__Set of tasks__:
1. Decide whether each statement agrees with the passage on Frederick G. Coan, answering yes or no and quoting the words of the passage that settle it. (a) Coan served as a missionary in Persia for more than 50 years. (b) Coan was born in the United States. (c) Coan left Persia for his education after the Russo-Turkish War had ended.
2. According to the passage on Frederick G. Coan, what word did Coan use to describe the Ottoman government's policy toward the Armenians?
3. Write out the passage on Frederick G. Coan from "Frederick Gaylord Coan" up to and including "Russo-Turkish War (1877-1878).".

__Provided text__:
◆ ◆ ◆ ◆
Frederick G. Coan (23 May 1859 – 23 March 1943) was a Christian missionary who was a witness to the Armenian genocide. Coan served as a missionary in Persia for over 50 years.[1] He was an author of many books including Yesterdays in Persia and Kurdistan and has provided detailed eye-witness accounts of massacres of Armenians during the Armenian genocide. Coan believed that the number of dead during the Armenian genocide exceeded one million people.[2] He referred to the Ottoman government's policy towards the Armenians as one of "extermination".[3]

Early life[edit]

Frederick Gaylord Coan was born on 23 May 1859 in Urumia, Persia (presently the capital of West Azerbaijan Province, Iran). His parents, George Whitefield and Sarah (Power) Kip Coan, were both pioneering missionaries.[4] Coan grew up in Persia, then left for the United States for his education during the Russo-Turkish War (1877-1878).
◆ ◆ ◆ ◆
__Items__:
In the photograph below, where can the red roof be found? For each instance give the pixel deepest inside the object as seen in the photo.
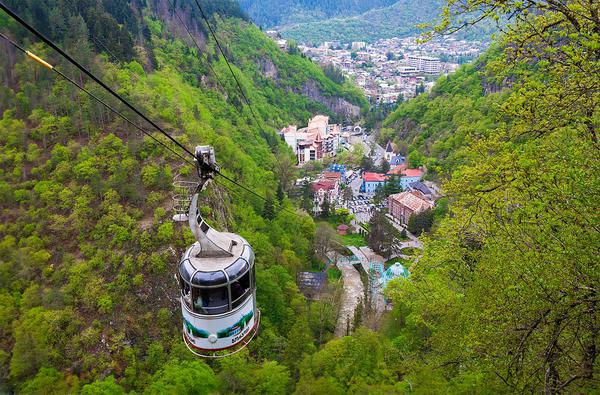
(398, 169)
(412, 173)
(323, 184)
(374, 177)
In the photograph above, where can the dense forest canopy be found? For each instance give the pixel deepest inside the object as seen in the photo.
(504, 298)
(270, 13)
(88, 249)
(506, 295)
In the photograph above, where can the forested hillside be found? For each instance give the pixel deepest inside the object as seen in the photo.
(269, 13)
(432, 128)
(505, 298)
(401, 19)
(87, 247)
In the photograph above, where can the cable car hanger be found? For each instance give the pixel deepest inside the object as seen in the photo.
(216, 275)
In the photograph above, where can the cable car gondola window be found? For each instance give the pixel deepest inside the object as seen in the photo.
(240, 289)
(210, 301)
(186, 292)
(183, 270)
(236, 269)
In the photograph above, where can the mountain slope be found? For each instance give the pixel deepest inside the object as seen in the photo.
(400, 19)
(269, 13)
(88, 249)
(397, 20)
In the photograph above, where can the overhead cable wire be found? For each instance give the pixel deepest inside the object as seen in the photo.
(115, 111)
(196, 43)
(281, 208)
(90, 74)
(237, 82)
(113, 93)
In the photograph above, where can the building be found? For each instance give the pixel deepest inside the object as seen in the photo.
(356, 45)
(394, 271)
(372, 181)
(324, 189)
(389, 152)
(317, 140)
(339, 168)
(409, 176)
(404, 204)
(425, 64)
(419, 186)
(332, 176)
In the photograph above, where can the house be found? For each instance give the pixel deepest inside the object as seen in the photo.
(317, 140)
(333, 176)
(394, 271)
(408, 176)
(338, 168)
(419, 186)
(324, 189)
(372, 181)
(395, 161)
(389, 152)
(404, 204)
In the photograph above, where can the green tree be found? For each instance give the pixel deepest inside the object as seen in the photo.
(269, 208)
(183, 377)
(326, 207)
(383, 236)
(420, 222)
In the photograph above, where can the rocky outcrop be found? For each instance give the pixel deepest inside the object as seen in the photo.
(336, 104)
(268, 68)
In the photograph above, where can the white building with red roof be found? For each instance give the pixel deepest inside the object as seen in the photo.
(404, 204)
(406, 176)
(317, 140)
(372, 181)
(324, 189)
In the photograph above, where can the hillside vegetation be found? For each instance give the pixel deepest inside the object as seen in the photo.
(401, 19)
(504, 298)
(269, 13)
(87, 246)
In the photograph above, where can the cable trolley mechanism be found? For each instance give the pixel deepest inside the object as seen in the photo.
(216, 275)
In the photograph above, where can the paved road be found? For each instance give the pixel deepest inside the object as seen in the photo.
(353, 294)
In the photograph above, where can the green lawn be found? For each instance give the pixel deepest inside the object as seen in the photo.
(394, 260)
(354, 240)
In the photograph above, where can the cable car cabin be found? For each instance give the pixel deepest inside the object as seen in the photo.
(218, 298)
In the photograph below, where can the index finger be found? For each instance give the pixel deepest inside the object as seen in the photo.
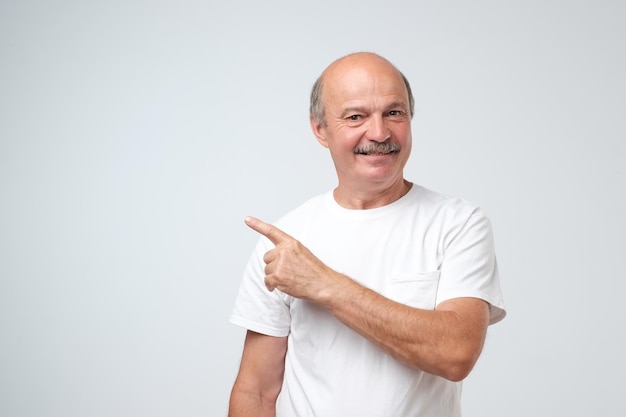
(269, 231)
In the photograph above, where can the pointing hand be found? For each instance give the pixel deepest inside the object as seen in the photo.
(290, 266)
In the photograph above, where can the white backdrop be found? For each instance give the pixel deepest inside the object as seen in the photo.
(135, 137)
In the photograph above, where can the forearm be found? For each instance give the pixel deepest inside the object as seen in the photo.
(444, 342)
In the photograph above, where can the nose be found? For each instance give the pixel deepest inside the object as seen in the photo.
(377, 129)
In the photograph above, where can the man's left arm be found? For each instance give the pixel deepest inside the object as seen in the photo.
(446, 341)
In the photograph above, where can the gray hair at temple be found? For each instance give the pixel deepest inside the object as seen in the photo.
(316, 108)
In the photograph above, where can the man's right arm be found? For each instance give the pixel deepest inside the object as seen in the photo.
(260, 376)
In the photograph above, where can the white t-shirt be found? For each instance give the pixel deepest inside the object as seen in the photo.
(422, 249)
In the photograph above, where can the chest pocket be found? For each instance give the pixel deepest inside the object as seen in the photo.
(415, 289)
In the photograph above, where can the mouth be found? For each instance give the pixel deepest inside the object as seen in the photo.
(378, 149)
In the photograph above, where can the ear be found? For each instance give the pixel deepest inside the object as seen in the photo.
(319, 131)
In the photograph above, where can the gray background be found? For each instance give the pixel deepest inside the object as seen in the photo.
(135, 137)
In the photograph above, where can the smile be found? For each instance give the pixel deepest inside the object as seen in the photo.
(378, 149)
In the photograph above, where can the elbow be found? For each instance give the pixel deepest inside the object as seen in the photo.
(459, 366)
(457, 372)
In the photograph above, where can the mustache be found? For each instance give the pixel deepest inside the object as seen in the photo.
(377, 149)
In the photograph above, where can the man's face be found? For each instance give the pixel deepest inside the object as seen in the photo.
(368, 129)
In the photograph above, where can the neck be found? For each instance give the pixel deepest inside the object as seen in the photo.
(368, 198)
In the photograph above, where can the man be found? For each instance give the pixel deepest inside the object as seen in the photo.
(373, 299)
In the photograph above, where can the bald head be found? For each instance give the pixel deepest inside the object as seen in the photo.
(339, 71)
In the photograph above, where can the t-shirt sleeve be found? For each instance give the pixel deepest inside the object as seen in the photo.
(256, 308)
(469, 267)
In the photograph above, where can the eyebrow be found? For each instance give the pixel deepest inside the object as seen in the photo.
(363, 109)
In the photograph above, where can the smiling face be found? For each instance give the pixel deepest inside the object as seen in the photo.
(368, 122)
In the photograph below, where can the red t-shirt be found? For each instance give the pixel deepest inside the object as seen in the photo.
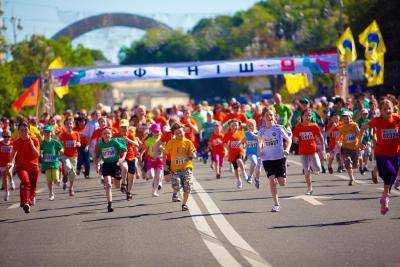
(5, 153)
(216, 142)
(235, 116)
(69, 141)
(25, 158)
(307, 136)
(388, 136)
(235, 144)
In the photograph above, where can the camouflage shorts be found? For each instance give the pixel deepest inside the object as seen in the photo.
(182, 179)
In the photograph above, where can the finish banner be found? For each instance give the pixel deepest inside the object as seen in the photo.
(315, 64)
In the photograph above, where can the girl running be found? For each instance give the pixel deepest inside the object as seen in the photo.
(307, 135)
(273, 151)
(6, 166)
(26, 155)
(112, 152)
(387, 148)
(216, 146)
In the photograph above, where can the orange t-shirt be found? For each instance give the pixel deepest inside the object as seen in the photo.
(131, 151)
(307, 136)
(388, 136)
(5, 153)
(69, 141)
(216, 142)
(238, 116)
(235, 144)
(25, 158)
(219, 117)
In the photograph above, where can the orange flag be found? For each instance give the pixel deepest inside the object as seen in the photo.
(28, 98)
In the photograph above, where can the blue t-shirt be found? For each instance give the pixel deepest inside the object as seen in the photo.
(251, 143)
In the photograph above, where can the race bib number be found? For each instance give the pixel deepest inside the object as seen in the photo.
(350, 138)
(271, 142)
(70, 144)
(181, 161)
(389, 134)
(6, 149)
(48, 158)
(108, 152)
(306, 136)
(235, 144)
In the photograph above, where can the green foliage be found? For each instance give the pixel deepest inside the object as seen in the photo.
(268, 29)
(32, 58)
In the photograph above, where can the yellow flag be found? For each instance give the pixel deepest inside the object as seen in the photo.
(60, 91)
(296, 82)
(374, 70)
(347, 47)
(371, 38)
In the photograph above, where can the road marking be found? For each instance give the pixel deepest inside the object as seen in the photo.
(247, 252)
(392, 192)
(311, 199)
(17, 205)
(215, 246)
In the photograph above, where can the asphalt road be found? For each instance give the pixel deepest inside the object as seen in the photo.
(340, 226)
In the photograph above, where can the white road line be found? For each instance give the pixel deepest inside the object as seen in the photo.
(216, 248)
(392, 192)
(17, 205)
(247, 252)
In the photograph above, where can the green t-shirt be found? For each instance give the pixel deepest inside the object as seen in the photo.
(109, 152)
(284, 114)
(50, 151)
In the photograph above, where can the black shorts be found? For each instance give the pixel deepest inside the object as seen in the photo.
(275, 168)
(131, 166)
(111, 169)
(234, 162)
(167, 167)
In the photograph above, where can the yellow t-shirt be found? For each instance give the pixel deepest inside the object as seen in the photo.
(179, 151)
(348, 136)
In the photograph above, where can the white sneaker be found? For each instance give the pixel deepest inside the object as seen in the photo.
(239, 184)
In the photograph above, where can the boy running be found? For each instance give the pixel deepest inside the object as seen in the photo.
(307, 134)
(273, 152)
(182, 151)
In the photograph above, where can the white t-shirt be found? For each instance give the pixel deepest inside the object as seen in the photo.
(273, 142)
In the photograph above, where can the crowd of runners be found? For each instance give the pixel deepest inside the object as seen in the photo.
(160, 145)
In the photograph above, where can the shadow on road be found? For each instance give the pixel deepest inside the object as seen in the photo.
(319, 225)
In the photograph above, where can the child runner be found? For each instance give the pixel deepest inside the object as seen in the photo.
(387, 148)
(71, 141)
(273, 152)
(307, 135)
(251, 144)
(112, 152)
(333, 146)
(154, 163)
(216, 146)
(50, 149)
(6, 149)
(26, 155)
(182, 151)
(132, 145)
(234, 139)
(349, 144)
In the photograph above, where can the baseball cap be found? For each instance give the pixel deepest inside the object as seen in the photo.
(124, 123)
(155, 129)
(47, 128)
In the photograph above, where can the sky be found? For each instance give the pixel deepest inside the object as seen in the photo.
(47, 17)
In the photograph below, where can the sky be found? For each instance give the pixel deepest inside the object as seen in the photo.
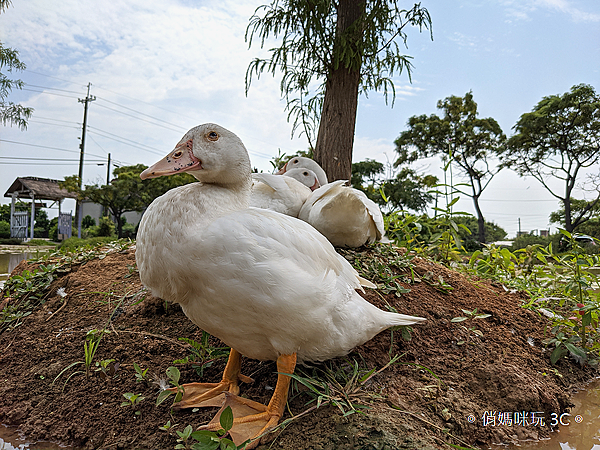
◆ ◆ ◆ ◆
__The answers__:
1.
(a) Yes: "Coan served as a missionary in Persia for over 50 years"
(b) No: "was born on 23 May 1859 in Urumia, Persia"
(c) No: "left for the United States for his education during the Russo-Turkish War (1877-1878)"

2. Extermination.

3.
Frederick Gaylord Coan was born on 23 May 1859 in Urumia, Persia (presently the capital of West Azerbaijan Province, Iran). His parents, George Whitefield and Sarah (Power) Kip Coan, were both pioneering missionaries.[4] Coan grew up in Persia, then left for the United States for his education during the Russo-Turkish War (1877-1878).